「社会保障」に死生観の隠し味を加味せよ(18~19年度 第1回保団連代議員会 発言通告)
発言テーマ:「社会保障」に死生観の隠し味を加味せよ
社会保障関係予算は、一般会計歳出額の1/3を占める。保団連あるいは各協会・医会の姿勢は創立以来足並みを揃えて、社会保障の予算の拡大ないしは縮小阻止を訴える。
本年5/31付け毎日新聞によれば、同新聞社の調査で、救命救急センターのうち49病院で昨年、回復の見込みがない終末期に患者への延命治療を取り止めており、回答した病院の7割を占めたとのこと。刑事責任を「恐れて」いる実状もあり、実際はさらに多いとみられる、としている。
また、本年5/26、ある大企業の元トップが胆嚢がんのため死去したが、その際の「終活」がおおきな反響を呼んだ。がんであることを新聞広告で公表し、「生前葬」まで開き、延命治療を受けないことも明らかにした。医療が進歩したせいなのだろうが、死生観が多様化する昨今、「生活の質(QOL)」を重視した終活と関心を呼んでいる。ちなみに、享年81。
延命という語に「ムダな」とつけると二重形容になりそうな向きもあるが、ムダではない延命措置を含めて必要か否かを決断を迫られるときに登場するのは、死生観であろう。「社会保障」と死生観を結びつけて考えるのは、ひとによってはかなりの飛躍を要するかもしれないが、現実には密着している。死の間際になるほど、熟慮できなくなる。

資料を読み解く:
#1 社会保障と死生観の文章で、ある大企業の元トップが「終活」として行ったことをすべて挙げよ。
#2 社会保障と死生観の文章を、最後の文の続きから書き進めてください。
保存された行は、社会保障と死生観の文章とは関係がない。

保存済みエントリ:
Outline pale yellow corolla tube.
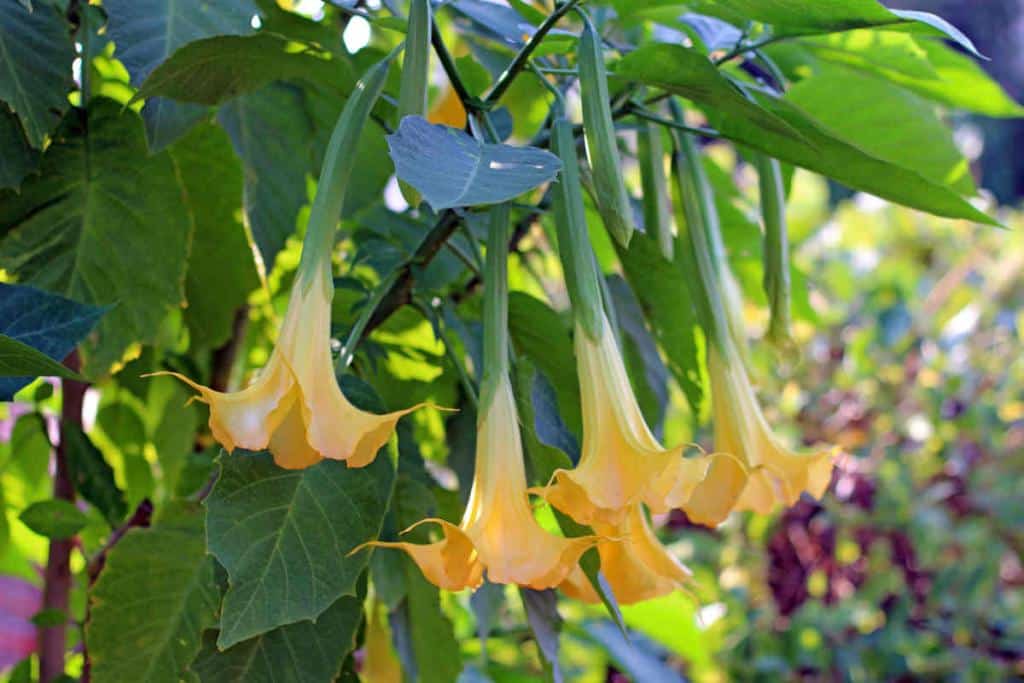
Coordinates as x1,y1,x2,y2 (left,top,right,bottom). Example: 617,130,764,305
539,312,713,524
559,504,692,605
353,375,598,591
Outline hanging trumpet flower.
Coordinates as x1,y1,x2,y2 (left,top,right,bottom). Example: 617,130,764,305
353,207,597,591
544,118,710,524
149,59,415,469
559,505,692,605
674,126,835,525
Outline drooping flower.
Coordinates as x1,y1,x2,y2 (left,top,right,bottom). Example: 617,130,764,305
683,344,837,525
369,376,597,591
559,504,692,605
543,312,711,524
149,59,416,469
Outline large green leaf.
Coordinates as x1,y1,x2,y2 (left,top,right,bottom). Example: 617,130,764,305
191,597,362,683
85,504,219,683
785,65,977,196
387,116,561,211
0,106,39,189
218,83,313,273
709,90,998,225
103,0,256,150
169,124,259,348
0,97,189,376
613,43,805,143
0,334,81,385
207,450,394,648
618,236,703,415
0,283,106,401
136,33,355,104
60,422,128,527
0,0,75,147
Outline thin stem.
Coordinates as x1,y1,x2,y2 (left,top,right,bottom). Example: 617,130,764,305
335,270,398,370
483,0,579,109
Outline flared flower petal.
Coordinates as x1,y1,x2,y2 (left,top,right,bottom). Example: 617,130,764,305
157,266,419,469
367,376,597,591
683,345,836,525
542,318,711,524
560,505,691,605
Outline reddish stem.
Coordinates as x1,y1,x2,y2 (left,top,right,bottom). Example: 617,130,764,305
36,351,87,683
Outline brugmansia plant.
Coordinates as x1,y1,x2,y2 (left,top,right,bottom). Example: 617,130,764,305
0,0,1022,683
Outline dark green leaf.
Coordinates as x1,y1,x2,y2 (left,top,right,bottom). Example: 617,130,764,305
0,334,81,385
191,597,362,683
0,0,75,147
387,116,561,211
103,0,256,150
0,97,189,376
0,283,106,400
170,124,259,348
218,83,313,274
86,504,220,683
0,106,39,189
60,422,128,526
18,499,89,541
135,33,355,104
614,43,810,152
207,452,394,648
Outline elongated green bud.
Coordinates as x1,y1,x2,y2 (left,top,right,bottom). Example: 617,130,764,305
577,19,634,247
755,155,794,350
398,0,432,207
299,56,391,282
637,121,675,261
551,117,603,340
478,204,509,416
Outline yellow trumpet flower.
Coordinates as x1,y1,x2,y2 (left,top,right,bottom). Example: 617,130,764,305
364,375,597,591
155,263,419,469
682,341,837,526
359,601,401,683
539,312,711,524
559,505,692,605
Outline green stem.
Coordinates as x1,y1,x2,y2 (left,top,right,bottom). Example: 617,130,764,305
335,269,398,370
299,55,391,282
480,204,509,411
483,0,580,109
551,116,603,339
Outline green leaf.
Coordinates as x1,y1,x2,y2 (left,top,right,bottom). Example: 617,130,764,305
60,422,128,527
785,65,977,196
191,597,362,683
0,106,39,189
709,89,998,225
618,234,705,415
207,452,394,648
134,33,355,104
85,504,220,683
614,43,806,146
0,0,75,147
103,0,256,150
0,97,189,377
509,292,583,434
169,124,259,348
18,499,89,541
0,334,82,385
217,83,313,274
387,116,561,211
0,283,106,400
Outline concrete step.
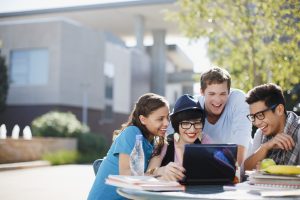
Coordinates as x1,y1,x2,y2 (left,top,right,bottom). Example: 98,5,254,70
0,160,51,171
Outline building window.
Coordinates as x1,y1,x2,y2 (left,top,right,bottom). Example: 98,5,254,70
104,62,115,99
10,49,49,86
101,62,115,123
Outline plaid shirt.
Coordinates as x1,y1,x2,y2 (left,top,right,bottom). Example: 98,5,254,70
262,111,300,165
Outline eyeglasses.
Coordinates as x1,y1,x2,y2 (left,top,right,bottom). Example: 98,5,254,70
247,104,278,122
179,121,203,129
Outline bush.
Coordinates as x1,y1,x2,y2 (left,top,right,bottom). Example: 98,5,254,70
31,111,89,137
77,133,107,163
42,150,78,165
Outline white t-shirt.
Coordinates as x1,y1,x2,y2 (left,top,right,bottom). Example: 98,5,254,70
198,89,252,149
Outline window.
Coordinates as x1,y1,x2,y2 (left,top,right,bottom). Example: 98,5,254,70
10,49,49,86
101,62,115,122
104,62,115,99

設問別の解答:
#1
・がんであることを新聞広告で公表した
・「生前葬」を開いた
・延命治療を受けないことを明らかにした

#2
最近は「人生100年時代」という言葉がはびこってきた。「歳をとったら、一日一日を悔いのないように過ごせ」という。そして、医療・福祉・介護・年金などの負担増や人材不足から超高齢社会を否定的にとらえているのでは、という指摘もする。ポジショントークではないのか。まず健康寿命と平均寿命を接近させることが、受け入れやすい医学の進歩だ。
終末期に際し、単に生命の長きを尊ぶか、延命治療の苦しさの短きを重んじるか、「QOL」に配慮した死生観を元気なうちから醸成していって(宗教的な問題もあろうが)、それを各自が頭の片隅に置いて「社会保障」を論じるべきだ。
代議員会なり大会なりで「死生観」を議論することは余り意味はない。堂々巡りすると分かっているような議論は最初からしなくてもいい。だが、全く感じさせない意見は底が浅いものとなろう。執行部の一員の方の個人的見解の一片でも結構なので、お考えを伺いたい。